▶ CONSIGNE 1
Répondez aux questions suivantes d'après le texte sur la Guinée.
(a) En quelle année la Guinée est-elle devenue indépendante ?
(b) Quelle monnaie nationale la Guinée utilise-t-elle ?
(c) De quoi Sékou Touré est-il mort, et en quelle année ?

▶ EXTRAIT
--

Voir : Dissolution en Guinée

Les galonnés ont pris le pouvoir, sans provoquer de réaction négative de la population, alors ils l’exercent. C’est plus simple et plus clair ainsi !

On parle moins en France de la Guinée car l’armée française n’y disposait pas de base militaire qu’elle n’a donc pas eu à évacuer comme au Mali ou au Niger. Mais rappelons que la Guinée du dictateur Sékou Touré fut l’une des premières colonies françaises devenues indépendantes (en 1958) à se rebeller contre le néocolonialisme en refusant par référendum de rester membre de l’Union française, une fiction juridique par laquelle la France de De Gaulle pensait retarder les indépendances africaines, ou, au pire, les encadrer, fiction qui n’a d’ailleurs pas duré bien longtemps.

Le premier président fut Sékou Touré qui, comme nombre de ses coreligionnaires, avait aussi été député à l’assemblée nationale française avant l’indépendance de son pays. D’inspiration marxiste-léniniste il renonça à poursuivre la coopération avec Paris et s’orienta vers l’Union soviétique alors marraine des pays dits « non alignés ». Sékou Touré applique une politique socialiste et développe une sévère répression interne contre ses opposants. Ceux qui connaissent Conakry sont immanquablement passés sous le « pont des pendus », un pont du centre-ville où le dictateur faisait pendre (et laissait pendouiller les corps plusieurs jours) afin de montrer qui était le patron.

Les relations diplomatiques rompues avec la France de De Gaulle furent rétablies sous Giscard d’Estaing. La Guinée ne fut jamais membre de la zone Franc et utilisait (et utilise toujours) sa propre monnaie nationale, le franc guinéen. Sékou Touré est mort d’une crise cardiaque en 1984 alors qu’il était toujours au pouvoir. Malgré la dictature sinistre et implacable qu’il a dirigée dans son pays, il est resté un héros pour ses nombreux admirateurs, en Afrique et au-delà car il a su s’opposer à l’ancienne puissance coloniale et mener sa route loin des méandres parfois nauséabonds de la Françafrique. Il a préféré le camp « socialiste » et ses méthodes violentes.

--

▶ MATÉRIEL
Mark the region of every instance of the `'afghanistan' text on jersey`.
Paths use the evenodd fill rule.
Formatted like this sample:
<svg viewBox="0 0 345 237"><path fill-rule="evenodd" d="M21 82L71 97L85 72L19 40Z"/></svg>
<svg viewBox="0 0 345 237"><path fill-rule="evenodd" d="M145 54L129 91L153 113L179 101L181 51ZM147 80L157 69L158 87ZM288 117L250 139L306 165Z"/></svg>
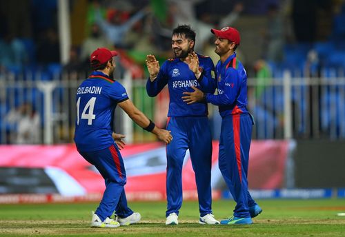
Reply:
<svg viewBox="0 0 345 237"><path fill-rule="evenodd" d="M204 76L212 78L211 71L215 70L213 62L208 56L197 54L199 67L203 70ZM179 59L166 60L161 65L157 77L153 82L148 79L146 91L150 96L155 96L168 84L170 95L168 117L207 116L208 110L206 103L196 103L188 105L181 97L186 96L183 92L192 92L195 86L205 92L213 93L207 87L200 86L187 63Z"/></svg>

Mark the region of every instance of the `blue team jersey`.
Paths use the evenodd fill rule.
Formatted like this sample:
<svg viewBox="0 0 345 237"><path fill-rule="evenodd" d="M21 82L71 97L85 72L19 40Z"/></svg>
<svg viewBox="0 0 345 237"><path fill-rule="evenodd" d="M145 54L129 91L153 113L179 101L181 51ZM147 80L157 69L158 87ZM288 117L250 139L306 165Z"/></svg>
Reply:
<svg viewBox="0 0 345 237"><path fill-rule="evenodd" d="M75 142L79 151L97 151L114 143L114 111L127 99L124 86L102 72L94 72L83 81L77 90Z"/></svg>
<svg viewBox="0 0 345 237"><path fill-rule="evenodd" d="M208 56L197 54L199 67L202 68L204 76L212 78L211 71L215 70L212 59ZM155 96L168 84L170 96L168 117L201 116L207 116L207 103L196 103L187 105L181 97L183 92L192 92L193 85L205 92L213 92L207 87L201 87L194 72L186 63L179 59L166 60L161 65L157 79L151 82L148 79L146 91L148 96Z"/></svg>
<svg viewBox="0 0 345 237"><path fill-rule="evenodd" d="M224 117L229 114L248 113L247 74L236 53L224 63L218 61L215 68L217 95L207 94L206 101L219 105L219 114ZM204 79L203 79L204 80ZM202 81L201 84L208 81Z"/></svg>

--

▶ CONSIGNE 2
Modifiez les enregistrements du début jusqu'à la ligne qui contient « 78L211 71L215 70L213 », celle-ci comprise, en remplaçant « Formatted like this sample » par « Use the format of this sample » sans rien changer d'autre. Ne redonnez que ces lignes et omettez les images.

▶ CORRIGÉ DÉTAILLÉ 1
(a) En 1958.
(b) Le franc guinéen.
(c) D'une crise cardiaque, en 1984.

▶ CORRIGÉ DÉTAILLÉ 2
Mark the region of every instance of the `'afghanistan' text on jersey`.
Paths use the evenodd fill rule.
Use the format of this sample:
<svg viewBox="0 0 345 237"><path fill-rule="evenodd" d="M21 82L71 97L85 72L19 40Z"/></svg>
<svg viewBox="0 0 345 237"><path fill-rule="evenodd" d="M145 54L129 91L153 113L179 101L181 51ZM147 80L157 69L158 87ZM288 117L250 139L306 165Z"/></svg>
Reply:
<svg viewBox="0 0 345 237"><path fill-rule="evenodd" d="M204 76L212 78L211 71L215 70L213 62L208 56L197 54L199 67L203 70ZM179 59L166 60L161 65L157 77L153 82L148 79L146 91L150 96L155 96L168 84L170 95L168 117L207 116L208 110L206 103L196 103L188 105L181 97L186 96L183 92L192 92L195 86L205 92L213 93L207 87L200 86L187 63Z"/></svg>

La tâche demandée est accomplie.